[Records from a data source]
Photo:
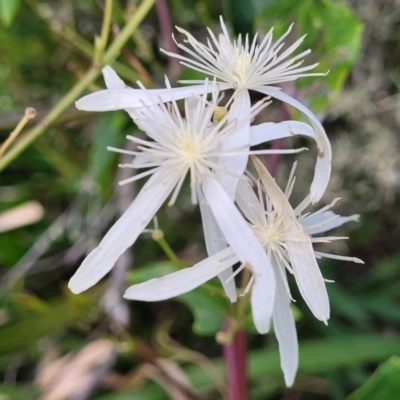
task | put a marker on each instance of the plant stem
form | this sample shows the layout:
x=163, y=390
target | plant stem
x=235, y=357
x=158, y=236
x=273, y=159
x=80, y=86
...
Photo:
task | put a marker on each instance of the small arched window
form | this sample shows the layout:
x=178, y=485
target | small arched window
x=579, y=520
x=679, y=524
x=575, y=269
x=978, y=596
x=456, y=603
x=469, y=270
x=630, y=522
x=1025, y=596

Task details ->
Return every line of the rows above that contains the word "arched".

Answer for this exercise ->
task | put a marker on each instance of the small arched window
target | small arched window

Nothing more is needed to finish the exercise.